Direction:
Rewrite the records from the line containing "Reviewer note: confirm that each instance of the woman's" through the end, putting "woman's hand" wherever "woman's eye" appears and keeping everything else the same.

[Data listing]
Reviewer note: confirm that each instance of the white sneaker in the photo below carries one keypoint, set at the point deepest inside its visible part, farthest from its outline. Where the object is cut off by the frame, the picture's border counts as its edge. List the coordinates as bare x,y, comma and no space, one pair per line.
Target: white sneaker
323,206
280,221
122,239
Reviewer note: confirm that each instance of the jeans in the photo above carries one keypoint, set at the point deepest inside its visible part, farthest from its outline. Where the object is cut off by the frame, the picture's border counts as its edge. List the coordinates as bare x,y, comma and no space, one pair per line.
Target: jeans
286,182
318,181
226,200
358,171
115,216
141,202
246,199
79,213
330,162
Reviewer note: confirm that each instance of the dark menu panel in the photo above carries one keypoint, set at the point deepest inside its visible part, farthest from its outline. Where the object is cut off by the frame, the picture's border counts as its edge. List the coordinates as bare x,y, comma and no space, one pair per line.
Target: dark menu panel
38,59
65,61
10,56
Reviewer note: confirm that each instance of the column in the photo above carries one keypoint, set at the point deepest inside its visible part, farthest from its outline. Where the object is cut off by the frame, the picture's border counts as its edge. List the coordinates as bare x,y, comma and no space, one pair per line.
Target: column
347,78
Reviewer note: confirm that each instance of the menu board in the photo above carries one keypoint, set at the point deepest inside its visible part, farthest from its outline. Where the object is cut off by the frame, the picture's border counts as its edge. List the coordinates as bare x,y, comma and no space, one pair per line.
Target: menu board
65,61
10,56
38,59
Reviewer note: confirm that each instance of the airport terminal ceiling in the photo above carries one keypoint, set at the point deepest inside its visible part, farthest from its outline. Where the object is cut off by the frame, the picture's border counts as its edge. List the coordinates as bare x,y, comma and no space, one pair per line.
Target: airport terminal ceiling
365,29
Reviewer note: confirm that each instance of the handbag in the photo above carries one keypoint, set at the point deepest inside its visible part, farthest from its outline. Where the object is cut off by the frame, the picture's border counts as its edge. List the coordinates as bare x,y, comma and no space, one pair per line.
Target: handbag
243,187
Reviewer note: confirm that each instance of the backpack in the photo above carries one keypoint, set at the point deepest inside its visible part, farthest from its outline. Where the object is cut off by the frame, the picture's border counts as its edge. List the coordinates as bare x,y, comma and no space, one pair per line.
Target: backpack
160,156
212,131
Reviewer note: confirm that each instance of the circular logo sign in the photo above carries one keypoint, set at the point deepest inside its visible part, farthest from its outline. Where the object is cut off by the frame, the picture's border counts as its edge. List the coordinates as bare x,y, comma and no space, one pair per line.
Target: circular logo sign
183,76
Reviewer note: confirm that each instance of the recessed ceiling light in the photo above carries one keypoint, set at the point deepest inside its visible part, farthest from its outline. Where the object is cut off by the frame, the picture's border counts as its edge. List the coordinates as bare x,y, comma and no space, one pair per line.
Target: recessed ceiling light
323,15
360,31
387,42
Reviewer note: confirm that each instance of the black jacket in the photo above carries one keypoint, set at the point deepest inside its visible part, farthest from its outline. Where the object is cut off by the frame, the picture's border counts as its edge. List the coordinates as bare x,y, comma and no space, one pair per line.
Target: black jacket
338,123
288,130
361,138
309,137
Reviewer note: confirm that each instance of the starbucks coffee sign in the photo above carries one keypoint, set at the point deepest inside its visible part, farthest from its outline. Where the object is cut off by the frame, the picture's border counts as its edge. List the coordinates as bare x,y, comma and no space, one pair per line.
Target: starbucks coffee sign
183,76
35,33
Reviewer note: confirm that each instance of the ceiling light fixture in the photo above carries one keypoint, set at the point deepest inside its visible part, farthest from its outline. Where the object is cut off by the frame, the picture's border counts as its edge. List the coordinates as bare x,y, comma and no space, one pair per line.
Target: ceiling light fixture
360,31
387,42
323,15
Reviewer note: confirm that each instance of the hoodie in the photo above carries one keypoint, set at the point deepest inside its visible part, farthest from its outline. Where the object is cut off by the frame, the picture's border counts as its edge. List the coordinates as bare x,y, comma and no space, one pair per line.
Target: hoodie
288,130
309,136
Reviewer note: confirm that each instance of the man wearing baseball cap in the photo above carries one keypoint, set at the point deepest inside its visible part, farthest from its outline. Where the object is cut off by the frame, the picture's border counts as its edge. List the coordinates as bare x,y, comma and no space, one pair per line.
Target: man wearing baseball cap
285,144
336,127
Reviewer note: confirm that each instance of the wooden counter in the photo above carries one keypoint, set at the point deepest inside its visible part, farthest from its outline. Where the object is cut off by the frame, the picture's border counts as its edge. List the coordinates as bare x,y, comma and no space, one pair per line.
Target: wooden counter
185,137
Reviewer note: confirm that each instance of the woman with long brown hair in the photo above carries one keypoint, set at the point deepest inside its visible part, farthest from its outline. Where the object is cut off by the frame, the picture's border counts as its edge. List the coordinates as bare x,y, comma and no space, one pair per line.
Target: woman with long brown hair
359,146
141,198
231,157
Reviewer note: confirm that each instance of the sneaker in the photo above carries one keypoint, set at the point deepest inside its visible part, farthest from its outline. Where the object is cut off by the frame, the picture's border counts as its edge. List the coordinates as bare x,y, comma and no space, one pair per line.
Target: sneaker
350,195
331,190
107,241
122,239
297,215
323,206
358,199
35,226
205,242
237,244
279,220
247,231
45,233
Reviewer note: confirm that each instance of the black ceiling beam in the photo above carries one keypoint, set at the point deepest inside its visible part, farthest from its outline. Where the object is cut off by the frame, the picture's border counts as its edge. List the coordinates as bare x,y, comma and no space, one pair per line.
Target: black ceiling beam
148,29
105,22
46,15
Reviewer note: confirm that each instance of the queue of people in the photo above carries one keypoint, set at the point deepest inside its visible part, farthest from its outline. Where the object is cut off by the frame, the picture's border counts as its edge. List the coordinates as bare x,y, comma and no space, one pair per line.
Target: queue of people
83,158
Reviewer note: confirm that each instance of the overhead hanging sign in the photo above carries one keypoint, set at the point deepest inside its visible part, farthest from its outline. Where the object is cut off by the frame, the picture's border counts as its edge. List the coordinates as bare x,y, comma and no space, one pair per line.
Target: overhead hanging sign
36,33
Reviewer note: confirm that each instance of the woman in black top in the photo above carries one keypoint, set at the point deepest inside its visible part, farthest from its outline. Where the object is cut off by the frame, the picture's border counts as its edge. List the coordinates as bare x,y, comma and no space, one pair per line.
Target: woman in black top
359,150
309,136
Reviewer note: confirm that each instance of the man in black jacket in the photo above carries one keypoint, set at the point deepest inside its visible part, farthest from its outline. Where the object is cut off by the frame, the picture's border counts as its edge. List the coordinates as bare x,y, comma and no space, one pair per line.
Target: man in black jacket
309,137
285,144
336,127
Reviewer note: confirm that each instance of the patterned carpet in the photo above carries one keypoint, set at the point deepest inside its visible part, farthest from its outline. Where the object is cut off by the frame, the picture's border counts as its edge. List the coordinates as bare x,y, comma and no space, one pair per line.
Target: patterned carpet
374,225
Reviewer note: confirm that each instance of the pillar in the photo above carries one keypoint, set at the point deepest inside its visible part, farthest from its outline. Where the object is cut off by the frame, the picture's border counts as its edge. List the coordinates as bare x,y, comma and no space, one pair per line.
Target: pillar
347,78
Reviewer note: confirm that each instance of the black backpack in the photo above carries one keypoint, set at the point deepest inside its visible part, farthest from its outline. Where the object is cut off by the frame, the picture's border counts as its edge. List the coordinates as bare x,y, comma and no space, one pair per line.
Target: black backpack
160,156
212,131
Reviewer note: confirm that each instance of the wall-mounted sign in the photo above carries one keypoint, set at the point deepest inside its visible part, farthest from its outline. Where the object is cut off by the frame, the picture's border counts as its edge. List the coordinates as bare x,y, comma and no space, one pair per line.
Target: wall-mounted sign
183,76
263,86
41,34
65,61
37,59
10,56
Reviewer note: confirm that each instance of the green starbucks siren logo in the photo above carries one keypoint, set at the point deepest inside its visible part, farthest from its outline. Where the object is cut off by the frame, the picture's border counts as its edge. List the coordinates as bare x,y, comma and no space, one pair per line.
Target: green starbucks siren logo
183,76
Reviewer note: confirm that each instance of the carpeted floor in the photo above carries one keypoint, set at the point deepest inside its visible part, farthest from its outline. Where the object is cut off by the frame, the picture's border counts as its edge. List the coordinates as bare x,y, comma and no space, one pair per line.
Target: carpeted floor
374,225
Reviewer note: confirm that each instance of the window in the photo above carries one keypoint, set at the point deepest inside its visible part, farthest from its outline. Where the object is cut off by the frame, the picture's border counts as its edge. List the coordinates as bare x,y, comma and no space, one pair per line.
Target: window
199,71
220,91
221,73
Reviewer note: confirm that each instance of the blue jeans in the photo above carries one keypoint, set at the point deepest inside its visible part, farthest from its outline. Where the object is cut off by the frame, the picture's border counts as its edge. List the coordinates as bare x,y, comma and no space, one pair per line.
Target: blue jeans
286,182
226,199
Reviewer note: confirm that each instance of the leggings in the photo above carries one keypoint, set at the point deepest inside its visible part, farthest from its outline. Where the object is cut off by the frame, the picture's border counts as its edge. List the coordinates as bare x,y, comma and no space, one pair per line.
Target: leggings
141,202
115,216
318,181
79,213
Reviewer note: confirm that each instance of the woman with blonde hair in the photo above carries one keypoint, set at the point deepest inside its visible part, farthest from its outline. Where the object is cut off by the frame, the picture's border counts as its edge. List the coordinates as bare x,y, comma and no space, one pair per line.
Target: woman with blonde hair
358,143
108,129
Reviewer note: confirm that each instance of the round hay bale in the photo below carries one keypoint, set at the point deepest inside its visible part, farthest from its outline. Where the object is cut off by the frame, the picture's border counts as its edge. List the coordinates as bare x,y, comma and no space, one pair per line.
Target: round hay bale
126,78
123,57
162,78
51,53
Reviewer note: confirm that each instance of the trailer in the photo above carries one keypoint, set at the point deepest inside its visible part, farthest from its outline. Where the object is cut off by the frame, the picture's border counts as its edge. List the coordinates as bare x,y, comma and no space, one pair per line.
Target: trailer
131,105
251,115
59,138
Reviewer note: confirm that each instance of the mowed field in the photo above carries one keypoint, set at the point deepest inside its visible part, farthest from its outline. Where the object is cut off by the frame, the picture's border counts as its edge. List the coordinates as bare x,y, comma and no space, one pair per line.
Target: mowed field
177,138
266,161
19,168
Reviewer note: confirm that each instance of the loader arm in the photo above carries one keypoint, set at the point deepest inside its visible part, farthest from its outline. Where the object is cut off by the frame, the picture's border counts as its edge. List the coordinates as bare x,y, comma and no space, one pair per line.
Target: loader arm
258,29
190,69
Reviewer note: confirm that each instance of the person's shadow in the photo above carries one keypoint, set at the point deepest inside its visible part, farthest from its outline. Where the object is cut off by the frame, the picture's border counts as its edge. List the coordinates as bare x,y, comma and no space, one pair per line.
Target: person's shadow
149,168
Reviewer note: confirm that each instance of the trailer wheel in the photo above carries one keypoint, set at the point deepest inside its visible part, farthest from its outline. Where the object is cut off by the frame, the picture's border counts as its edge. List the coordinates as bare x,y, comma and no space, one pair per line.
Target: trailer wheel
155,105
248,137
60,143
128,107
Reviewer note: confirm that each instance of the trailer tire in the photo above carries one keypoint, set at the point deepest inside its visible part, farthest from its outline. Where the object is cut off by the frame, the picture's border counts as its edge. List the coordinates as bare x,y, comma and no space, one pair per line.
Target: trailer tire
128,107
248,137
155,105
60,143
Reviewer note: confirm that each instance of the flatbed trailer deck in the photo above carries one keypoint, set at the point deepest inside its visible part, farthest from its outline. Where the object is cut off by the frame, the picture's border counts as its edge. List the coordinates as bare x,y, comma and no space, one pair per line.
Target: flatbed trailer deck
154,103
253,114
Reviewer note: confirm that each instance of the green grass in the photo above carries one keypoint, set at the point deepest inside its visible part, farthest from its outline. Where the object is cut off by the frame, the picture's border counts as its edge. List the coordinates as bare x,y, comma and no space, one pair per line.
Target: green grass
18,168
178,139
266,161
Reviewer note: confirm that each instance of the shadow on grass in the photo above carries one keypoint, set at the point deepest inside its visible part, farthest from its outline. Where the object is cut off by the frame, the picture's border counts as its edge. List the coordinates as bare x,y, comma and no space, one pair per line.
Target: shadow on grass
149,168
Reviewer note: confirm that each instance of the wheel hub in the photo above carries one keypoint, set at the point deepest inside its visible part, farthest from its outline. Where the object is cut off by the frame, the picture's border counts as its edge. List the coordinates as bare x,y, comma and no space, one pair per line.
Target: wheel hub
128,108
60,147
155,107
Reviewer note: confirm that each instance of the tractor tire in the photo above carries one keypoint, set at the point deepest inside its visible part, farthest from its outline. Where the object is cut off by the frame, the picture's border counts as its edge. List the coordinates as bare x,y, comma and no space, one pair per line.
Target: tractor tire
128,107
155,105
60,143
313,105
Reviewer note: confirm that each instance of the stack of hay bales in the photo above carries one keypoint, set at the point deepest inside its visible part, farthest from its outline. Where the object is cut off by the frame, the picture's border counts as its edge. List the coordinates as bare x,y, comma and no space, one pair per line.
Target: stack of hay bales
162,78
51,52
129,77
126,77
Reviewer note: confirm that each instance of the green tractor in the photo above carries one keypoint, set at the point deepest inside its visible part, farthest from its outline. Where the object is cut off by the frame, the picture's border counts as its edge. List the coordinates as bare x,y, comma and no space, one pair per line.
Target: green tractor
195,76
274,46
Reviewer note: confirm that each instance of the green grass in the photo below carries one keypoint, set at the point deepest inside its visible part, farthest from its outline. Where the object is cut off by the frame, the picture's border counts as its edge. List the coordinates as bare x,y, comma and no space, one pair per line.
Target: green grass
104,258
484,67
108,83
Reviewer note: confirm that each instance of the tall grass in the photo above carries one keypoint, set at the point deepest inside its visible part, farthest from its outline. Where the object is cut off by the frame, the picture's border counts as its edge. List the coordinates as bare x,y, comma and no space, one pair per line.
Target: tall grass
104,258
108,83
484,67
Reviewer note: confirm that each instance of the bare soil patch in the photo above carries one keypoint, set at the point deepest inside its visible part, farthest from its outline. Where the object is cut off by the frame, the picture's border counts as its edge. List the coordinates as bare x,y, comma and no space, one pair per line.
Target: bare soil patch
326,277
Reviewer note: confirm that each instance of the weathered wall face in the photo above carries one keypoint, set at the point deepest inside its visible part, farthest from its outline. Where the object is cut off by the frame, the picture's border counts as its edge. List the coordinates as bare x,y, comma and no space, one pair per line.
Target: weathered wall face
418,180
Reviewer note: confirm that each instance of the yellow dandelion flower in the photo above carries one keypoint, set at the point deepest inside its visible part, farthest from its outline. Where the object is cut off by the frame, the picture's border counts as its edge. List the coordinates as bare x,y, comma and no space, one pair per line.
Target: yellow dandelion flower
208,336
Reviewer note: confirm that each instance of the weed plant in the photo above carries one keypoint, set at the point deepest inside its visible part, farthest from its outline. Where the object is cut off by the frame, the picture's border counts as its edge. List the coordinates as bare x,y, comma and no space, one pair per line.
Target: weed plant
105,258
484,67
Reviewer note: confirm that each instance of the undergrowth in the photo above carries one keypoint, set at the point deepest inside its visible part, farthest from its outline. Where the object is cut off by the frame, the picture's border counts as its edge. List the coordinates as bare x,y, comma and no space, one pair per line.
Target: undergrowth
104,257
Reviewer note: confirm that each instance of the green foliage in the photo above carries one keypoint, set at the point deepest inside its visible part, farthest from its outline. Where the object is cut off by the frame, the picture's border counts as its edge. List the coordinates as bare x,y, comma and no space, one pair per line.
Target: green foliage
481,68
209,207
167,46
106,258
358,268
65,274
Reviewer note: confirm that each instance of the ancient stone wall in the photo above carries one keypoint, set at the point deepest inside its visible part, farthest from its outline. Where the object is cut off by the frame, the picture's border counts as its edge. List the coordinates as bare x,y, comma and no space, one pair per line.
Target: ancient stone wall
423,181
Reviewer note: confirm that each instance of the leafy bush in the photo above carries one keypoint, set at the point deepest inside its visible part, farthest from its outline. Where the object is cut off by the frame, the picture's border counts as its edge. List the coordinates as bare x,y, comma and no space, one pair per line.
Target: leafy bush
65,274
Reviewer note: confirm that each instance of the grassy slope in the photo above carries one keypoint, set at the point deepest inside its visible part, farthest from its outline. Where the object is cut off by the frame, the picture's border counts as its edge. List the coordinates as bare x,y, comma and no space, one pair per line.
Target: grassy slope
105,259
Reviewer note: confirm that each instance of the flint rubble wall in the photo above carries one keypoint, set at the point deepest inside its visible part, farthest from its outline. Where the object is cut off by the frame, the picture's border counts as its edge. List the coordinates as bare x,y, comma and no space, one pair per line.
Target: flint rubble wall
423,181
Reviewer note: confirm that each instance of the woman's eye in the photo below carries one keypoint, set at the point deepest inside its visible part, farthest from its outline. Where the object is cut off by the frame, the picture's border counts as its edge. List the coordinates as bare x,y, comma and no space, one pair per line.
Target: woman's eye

Exercise response:
Reviewer note: confirm that each instance of the woman's hand in the photo below carries one keypoint, set at the point deepest inside its visible part, farthest from its outline. Where the object is cut off by the frame, the picture's border counts as its edge. List the coordinates as bare x,y, comma and no space, one pair per line.
Target: woman's hand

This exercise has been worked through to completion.